** Selection **
Dude, read the manual. 30m WR means you can wash your car wearing it, but probably shouldn't take it into a pool. WR does not mean the actual depth to which a watch can be safely submerged as it does not take into account the artificial pressures created when one swims due to arm movement. The lowest watch WR safe for swimming is 50m.

*Water resistance chart*


Water-resistant to 30 meters, Will withstand splashes of water or rain but should not be worn while swimming or diving.


 Water-tested to 50 meters, Suitable for showering or swimming in shallow water.


 Water-tested to 100 meters, Suitable for swimming and light snorkeling.


 Water-tested to 150 meters, Suitable for snorkeling.


 Water-tested to 200 meters, Suitable for skin diving.


 Diver's 150 meters, Suitable for scuba diving.


 Diver's 200 meters, Suitable for scuba diving.


----------



## johno1066

I've had my T-Touch for over a year, and I love if, one of my favorite watches. It works perfectly.


----------



## netarchie

I love my T-touch, having it for a little more than month now.

** Stated exercise A **
According to the forum thread, what is the lowest water resistance rating that is safe for swimming?
** Stated exercise B **
Reproduce the portion of the forum thread between "Water-resistant to 30" and "Suitable for snorkeling.", inclusive.

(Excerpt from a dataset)
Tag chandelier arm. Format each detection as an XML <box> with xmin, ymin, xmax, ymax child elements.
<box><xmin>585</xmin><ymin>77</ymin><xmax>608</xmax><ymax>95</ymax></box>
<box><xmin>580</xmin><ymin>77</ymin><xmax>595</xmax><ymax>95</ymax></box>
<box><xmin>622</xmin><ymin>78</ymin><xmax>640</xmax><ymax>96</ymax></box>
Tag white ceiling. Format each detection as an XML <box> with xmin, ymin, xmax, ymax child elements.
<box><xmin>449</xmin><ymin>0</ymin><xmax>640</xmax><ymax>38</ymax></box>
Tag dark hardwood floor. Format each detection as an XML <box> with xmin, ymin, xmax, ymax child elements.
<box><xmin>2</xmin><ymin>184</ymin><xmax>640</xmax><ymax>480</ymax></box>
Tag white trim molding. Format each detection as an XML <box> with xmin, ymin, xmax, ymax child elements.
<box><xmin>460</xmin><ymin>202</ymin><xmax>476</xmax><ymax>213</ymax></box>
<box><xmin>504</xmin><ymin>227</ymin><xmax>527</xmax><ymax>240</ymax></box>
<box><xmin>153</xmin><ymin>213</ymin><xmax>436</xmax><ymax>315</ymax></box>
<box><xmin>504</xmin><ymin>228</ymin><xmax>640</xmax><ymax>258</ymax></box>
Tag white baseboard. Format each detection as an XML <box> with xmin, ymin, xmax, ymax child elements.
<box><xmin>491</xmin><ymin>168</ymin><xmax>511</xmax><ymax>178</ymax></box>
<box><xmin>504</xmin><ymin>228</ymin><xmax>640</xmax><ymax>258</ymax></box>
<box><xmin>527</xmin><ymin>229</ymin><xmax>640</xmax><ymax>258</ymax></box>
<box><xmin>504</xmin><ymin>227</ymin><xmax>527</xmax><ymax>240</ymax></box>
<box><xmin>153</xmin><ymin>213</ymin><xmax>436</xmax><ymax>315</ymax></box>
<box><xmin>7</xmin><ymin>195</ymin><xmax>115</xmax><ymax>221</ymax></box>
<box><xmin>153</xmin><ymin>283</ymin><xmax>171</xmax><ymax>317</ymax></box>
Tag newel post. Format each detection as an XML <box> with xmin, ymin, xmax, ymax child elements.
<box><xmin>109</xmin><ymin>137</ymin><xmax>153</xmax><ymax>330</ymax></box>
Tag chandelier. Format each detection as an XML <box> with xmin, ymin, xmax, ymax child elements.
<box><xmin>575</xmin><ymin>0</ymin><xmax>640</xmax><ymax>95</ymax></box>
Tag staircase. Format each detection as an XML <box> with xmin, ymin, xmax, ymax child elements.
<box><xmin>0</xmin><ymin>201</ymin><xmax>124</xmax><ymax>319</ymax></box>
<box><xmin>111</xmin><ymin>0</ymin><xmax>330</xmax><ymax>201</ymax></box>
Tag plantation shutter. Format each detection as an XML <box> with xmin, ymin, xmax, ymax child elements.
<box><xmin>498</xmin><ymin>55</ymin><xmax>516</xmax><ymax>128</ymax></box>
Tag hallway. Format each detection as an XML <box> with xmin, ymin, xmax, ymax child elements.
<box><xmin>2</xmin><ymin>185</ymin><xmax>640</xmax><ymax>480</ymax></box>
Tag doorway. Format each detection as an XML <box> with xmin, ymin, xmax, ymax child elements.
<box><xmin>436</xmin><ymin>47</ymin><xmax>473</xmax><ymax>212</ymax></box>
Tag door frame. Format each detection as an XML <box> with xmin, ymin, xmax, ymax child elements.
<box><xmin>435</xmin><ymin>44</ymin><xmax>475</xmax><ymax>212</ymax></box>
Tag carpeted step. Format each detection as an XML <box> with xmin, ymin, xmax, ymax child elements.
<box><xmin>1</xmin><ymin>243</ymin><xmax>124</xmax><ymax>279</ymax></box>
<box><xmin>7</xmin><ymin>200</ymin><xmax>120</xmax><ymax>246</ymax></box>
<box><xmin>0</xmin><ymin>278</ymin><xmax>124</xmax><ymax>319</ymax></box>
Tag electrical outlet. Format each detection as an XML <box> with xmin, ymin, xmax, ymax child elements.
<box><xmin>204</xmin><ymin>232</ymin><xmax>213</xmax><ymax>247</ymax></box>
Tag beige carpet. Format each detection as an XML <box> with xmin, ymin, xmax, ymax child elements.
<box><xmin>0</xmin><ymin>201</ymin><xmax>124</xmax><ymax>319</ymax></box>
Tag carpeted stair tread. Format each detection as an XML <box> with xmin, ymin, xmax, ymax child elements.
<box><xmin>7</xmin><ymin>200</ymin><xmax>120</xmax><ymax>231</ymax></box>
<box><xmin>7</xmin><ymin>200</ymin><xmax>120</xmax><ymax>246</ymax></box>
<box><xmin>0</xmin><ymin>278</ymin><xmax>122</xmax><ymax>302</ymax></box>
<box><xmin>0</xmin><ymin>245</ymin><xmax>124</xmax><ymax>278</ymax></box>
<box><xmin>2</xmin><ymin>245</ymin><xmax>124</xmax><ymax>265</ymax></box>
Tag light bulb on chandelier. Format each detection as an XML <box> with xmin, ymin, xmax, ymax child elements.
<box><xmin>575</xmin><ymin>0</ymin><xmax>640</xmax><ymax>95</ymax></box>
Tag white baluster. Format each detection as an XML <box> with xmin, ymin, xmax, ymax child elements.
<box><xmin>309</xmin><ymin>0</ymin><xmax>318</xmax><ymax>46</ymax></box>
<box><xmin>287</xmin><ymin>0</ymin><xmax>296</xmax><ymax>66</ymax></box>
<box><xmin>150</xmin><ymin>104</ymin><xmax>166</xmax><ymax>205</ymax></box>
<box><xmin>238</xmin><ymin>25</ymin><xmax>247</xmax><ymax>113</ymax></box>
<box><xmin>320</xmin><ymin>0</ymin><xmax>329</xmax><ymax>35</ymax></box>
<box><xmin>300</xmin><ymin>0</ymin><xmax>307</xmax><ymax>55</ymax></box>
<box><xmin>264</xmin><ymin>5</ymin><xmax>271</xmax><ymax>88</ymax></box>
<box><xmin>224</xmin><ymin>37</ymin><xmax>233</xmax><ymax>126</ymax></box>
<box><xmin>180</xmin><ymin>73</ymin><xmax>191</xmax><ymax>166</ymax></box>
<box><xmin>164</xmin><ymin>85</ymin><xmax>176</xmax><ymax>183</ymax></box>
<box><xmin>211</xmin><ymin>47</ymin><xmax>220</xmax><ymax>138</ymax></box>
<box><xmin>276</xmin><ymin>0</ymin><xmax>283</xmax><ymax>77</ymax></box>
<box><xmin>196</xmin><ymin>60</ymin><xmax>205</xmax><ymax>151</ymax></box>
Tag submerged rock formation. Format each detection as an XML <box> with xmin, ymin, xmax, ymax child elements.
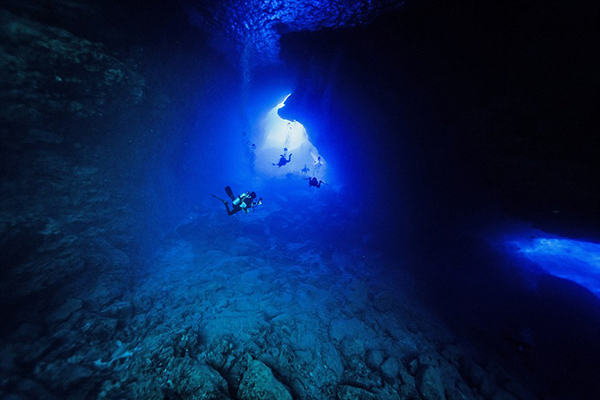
<box><xmin>183</xmin><ymin>0</ymin><xmax>404</xmax><ymax>65</ymax></box>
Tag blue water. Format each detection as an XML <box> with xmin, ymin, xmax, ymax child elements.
<box><xmin>0</xmin><ymin>1</ymin><xmax>600</xmax><ymax>400</ymax></box>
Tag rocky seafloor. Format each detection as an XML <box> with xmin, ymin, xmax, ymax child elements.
<box><xmin>0</xmin><ymin>208</ymin><xmax>534</xmax><ymax>400</ymax></box>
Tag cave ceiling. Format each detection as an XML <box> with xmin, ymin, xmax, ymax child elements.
<box><xmin>181</xmin><ymin>0</ymin><xmax>405</xmax><ymax>65</ymax></box>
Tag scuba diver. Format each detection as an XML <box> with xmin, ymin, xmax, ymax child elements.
<box><xmin>272</xmin><ymin>147</ymin><xmax>292</xmax><ymax>168</ymax></box>
<box><xmin>213</xmin><ymin>186</ymin><xmax>262</xmax><ymax>215</ymax></box>
<box><xmin>302</xmin><ymin>176</ymin><xmax>327</xmax><ymax>188</ymax></box>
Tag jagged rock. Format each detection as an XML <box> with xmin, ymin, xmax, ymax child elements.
<box><xmin>337</xmin><ymin>385</ymin><xmax>378</xmax><ymax>400</ymax></box>
<box><xmin>238</xmin><ymin>360</ymin><xmax>292</xmax><ymax>400</ymax></box>
<box><xmin>339</xmin><ymin>338</ymin><xmax>365</xmax><ymax>357</ymax></box>
<box><xmin>15</xmin><ymin>379</ymin><xmax>59</xmax><ymax>400</ymax></box>
<box><xmin>381</xmin><ymin>357</ymin><xmax>400</xmax><ymax>383</ymax></box>
<box><xmin>0</xmin><ymin>11</ymin><xmax>145</xmax><ymax>127</ymax></box>
<box><xmin>417</xmin><ymin>366</ymin><xmax>444</xmax><ymax>400</ymax></box>
<box><xmin>46</xmin><ymin>299</ymin><xmax>83</xmax><ymax>323</ymax></box>
<box><xmin>459</xmin><ymin>357</ymin><xmax>486</xmax><ymax>388</ymax></box>
<box><xmin>205</xmin><ymin>335</ymin><xmax>235</xmax><ymax>369</ymax></box>
<box><xmin>173</xmin><ymin>358</ymin><xmax>229</xmax><ymax>400</ymax></box>
<box><xmin>36</xmin><ymin>360</ymin><xmax>93</xmax><ymax>391</ymax></box>
<box><xmin>321</xmin><ymin>343</ymin><xmax>344</xmax><ymax>378</ymax></box>
<box><xmin>88</xmin><ymin>317</ymin><xmax>118</xmax><ymax>340</ymax></box>
<box><xmin>100</xmin><ymin>301</ymin><xmax>133</xmax><ymax>319</ymax></box>
<box><xmin>365</xmin><ymin>350</ymin><xmax>384</xmax><ymax>370</ymax></box>
<box><xmin>373</xmin><ymin>293</ymin><xmax>393</xmax><ymax>312</ymax></box>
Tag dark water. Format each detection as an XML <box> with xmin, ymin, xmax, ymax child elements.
<box><xmin>0</xmin><ymin>0</ymin><xmax>600</xmax><ymax>400</ymax></box>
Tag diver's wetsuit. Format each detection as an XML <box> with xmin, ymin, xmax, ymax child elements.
<box><xmin>273</xmin><ymin>153</ymin><xmax>292</xmax><ymax>168</ymax></box>
<box><xmin>308</xmin><ymin>178</ymin><xmax>324</xmax><ymax>188</ymax></box>
<box><xmin>213</xmin><ymin>186</ymin><xmax>262</xmax><ymax>215</ymax></box>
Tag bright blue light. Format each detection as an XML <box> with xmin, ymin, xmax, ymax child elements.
<box><xmin>254</xmin><ymin>94</ymin><xmax>327</xmax><ymax>180</ymax></box>
<box><xmin>506</xmin><ymin>236</ymin><xmax>600</xmax><ymax>297</ymax></box>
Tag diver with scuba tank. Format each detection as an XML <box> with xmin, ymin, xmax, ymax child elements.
<box><xmin>213</xmin><ymin>186</ymin><xmax>262</xmax><ymax>215</ymax></box>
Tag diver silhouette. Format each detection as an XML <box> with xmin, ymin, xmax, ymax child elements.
<box><xmin>212</xmin><ymin>186</ymin><xmax>262</xmax><ymax>215</ymax></box>
<box><xmin>272</xmin><ymin>147</ymin><xmax>292</xmax><ymax>168</ymax></box>
<box><xmin>302</xmin><ymin>176</ymin><xmax>327</xmax><ymax>188</ymax></box>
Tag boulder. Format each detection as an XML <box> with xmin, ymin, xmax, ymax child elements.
<box><xmin>417</xmin><ymin>366</ymin><xmax>445</xmax><ymax>400</ymax></box>
<box><xmin>238</xmin><ymin>360</ymin><xmax>292</xmax><ymax>400</ymax></box>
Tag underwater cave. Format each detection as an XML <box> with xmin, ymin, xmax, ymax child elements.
<box><xmin>0</xmin><ymin>0</ymin><xmax>600</xmax><ymax>400</ymax></box>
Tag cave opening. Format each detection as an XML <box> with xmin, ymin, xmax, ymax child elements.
<box><xmin>0</xmin><ymin>0</ymin><xmax>600</xmax><ymax>400</ymax></box>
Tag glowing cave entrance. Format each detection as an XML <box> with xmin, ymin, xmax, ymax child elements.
<box><xmin>508</xmin><ymin>236</ymin><xmax>600</xmax><ymax>297</ymax></box>
<box><xmin>255</xmin><ymin>94</ymin><xmax>327</xmax><ymax>180</ymax></box>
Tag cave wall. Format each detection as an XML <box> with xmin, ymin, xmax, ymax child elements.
<box><xmin>281</xmin><ymin>1</ymin><xmax>600</xmax><ymax>234</ymax></box>
<box><xmin>0</xmin><ymin>1</ymin><xmax>232</xmax><ymax>330</ymax></box>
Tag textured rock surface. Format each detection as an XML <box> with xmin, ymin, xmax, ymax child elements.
<box><xmin>238</xmin><ymin>360</ymin><xmax>292</xmax><ymax>400</ymax></box>
<box><xmin>184</xmin><ymin>0</ymin><xmax>404</xmax><ymax>64</ymax></box>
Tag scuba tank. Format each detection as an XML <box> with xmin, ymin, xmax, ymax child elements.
<box><xmin>233</xmin><ymin>192</ymin><xmax>250</xmax><ymax>208</ymax></box>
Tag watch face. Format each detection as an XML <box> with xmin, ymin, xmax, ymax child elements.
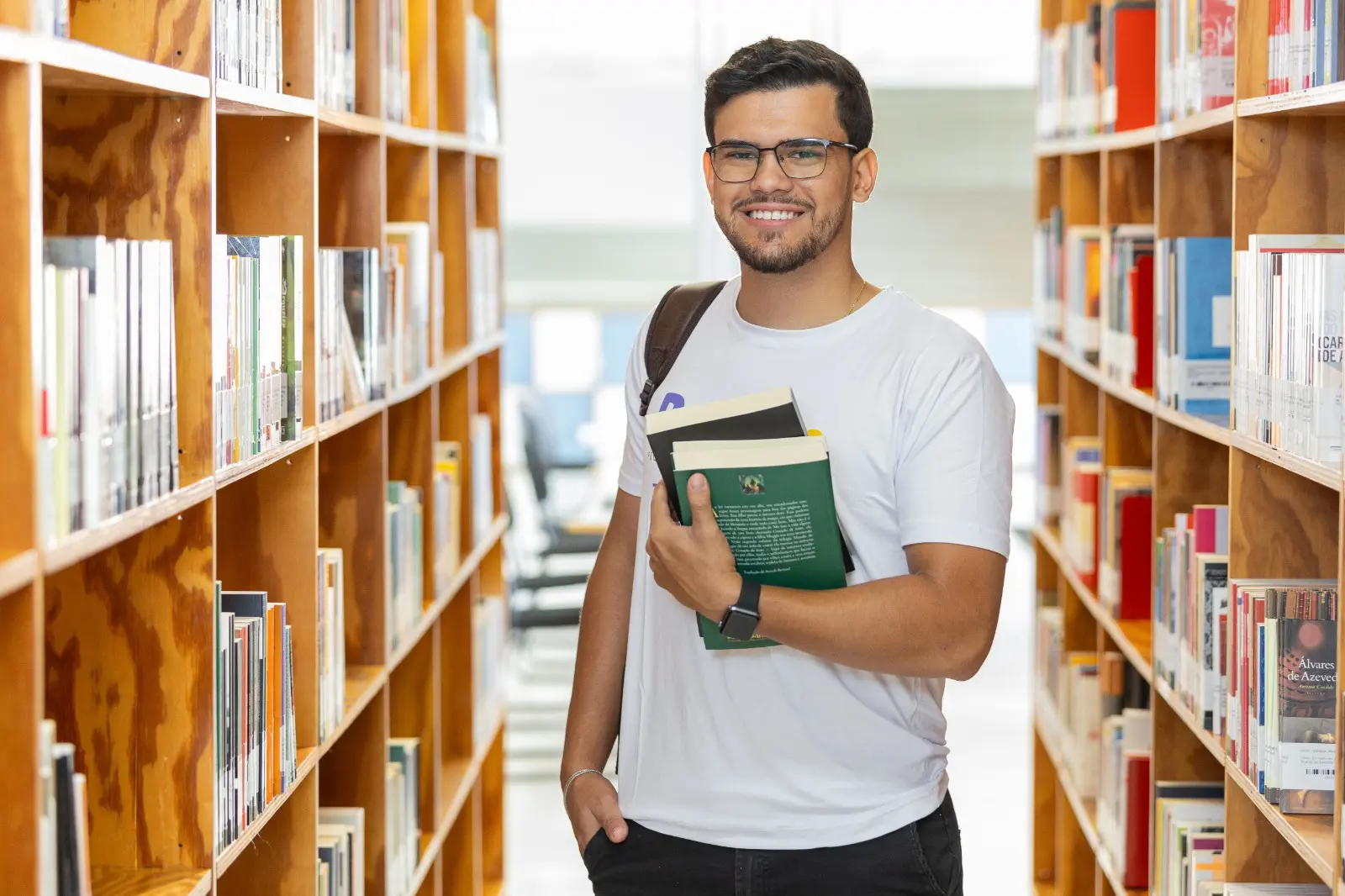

** Correct response A **
50m

** Correct response B **
Water-resistant to 30 meters, Will withstand splashes of water or rain but should not be worn while swimming or diving.


 Water-tested to 50 meters, Suitable for showering or swimming in shallow water.


 Water-tested to 100 meters, Suitable for swimming and light snorkeling.


 Water-tested to 150 meters, Suitable for snorkeling.